#### Selected text
# Loom Plans?



## Guest

Does anyone have measured drawings for a floor loom or table top loom? I am wanting to build one.


----------



## CamM

http://www.pugpro.com/loom/Loom2.pdf 

Here are some plans for a simple tabletop. I've been thinking of building a hybrid of backstrap loom using a sort of rigid heddle mounted on a pole like this one.


----------



## designer

I purchased a set of floor loom plans from mother earth news years ago, I still haven't gotten it built yet. $10
http://www.motherearthnews.com/shopping/detail.aspx?itemnumber=787


----------



## Countrystyle

I don't remember how I found this site but is very interesting with a lot of info on handlooms -several kinds. I did notice that some of the info is repeated. 

http://www.cd3wd.com/cd3wd_40/vita/handloom/en/handloom.htm

Here's another with free plans:
http://www.woodworkersworkshop.com/resources/index.php?cat=707


----------



## Ray

there must be a hundred different kinds of looms. do a search on making a loom or kinds of looms. some are so simple, some are most complicated. It basically depends on what you want to make. a simple loom is where to start until you conquer the skill then move on but I don't recommend building a complicated loom until you have the patients to spend with it.

#### Assignment
Can you copy everything from "there must be" down to "spend with it." in the loom plans thread, word for word? The data that comes next has nothing to do with the loom plans thread.

#### Data under study
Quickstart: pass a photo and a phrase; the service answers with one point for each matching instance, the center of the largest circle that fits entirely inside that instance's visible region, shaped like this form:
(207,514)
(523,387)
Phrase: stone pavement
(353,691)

---

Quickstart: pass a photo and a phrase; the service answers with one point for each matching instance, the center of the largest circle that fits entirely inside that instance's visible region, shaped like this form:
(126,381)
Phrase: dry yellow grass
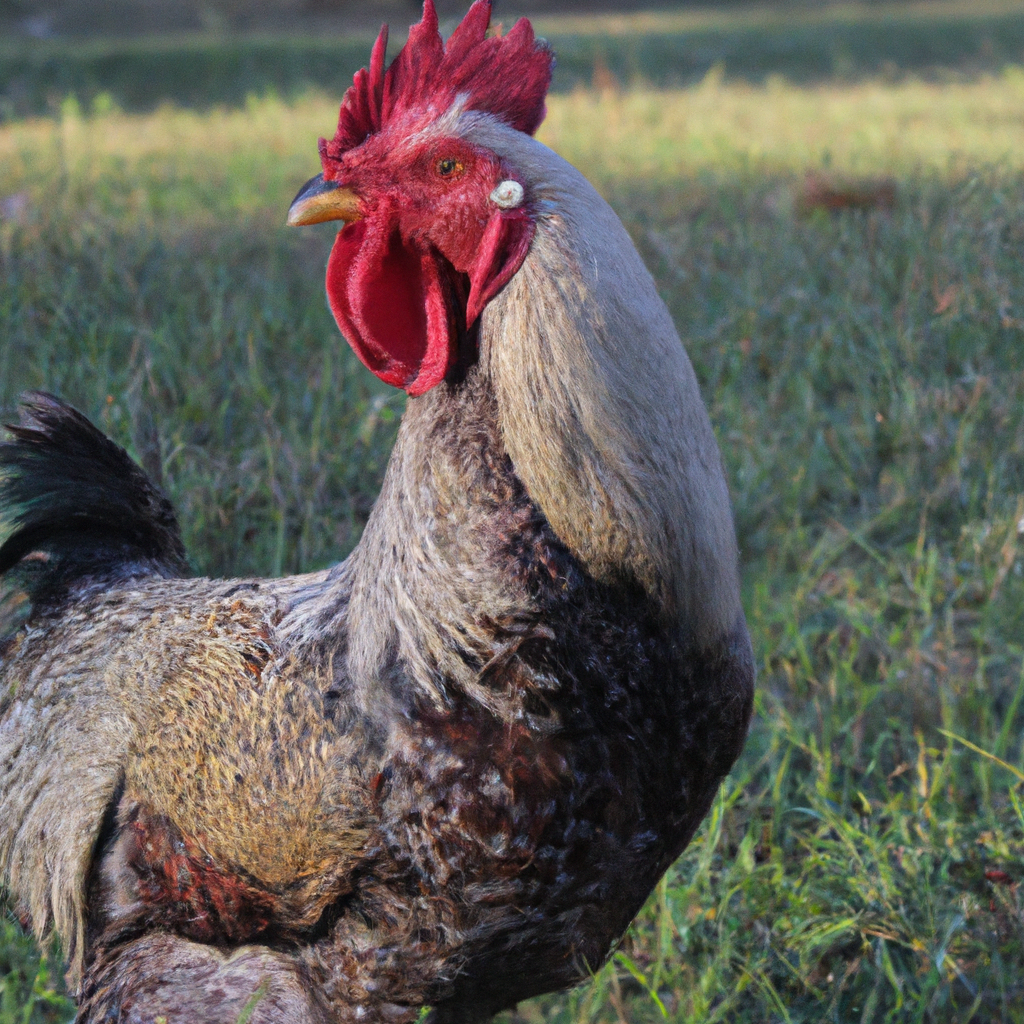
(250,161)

#### Expected answer
there must be a hundred different kinds of looms. do a search on making a loom or kinds of looms. some are so simple, some are most complicated. It basically depends on what you want to make. a simple loom is where to start until you conquer the skill then move on but I don't recommend building a complicated loom until you have the patients to spend with it.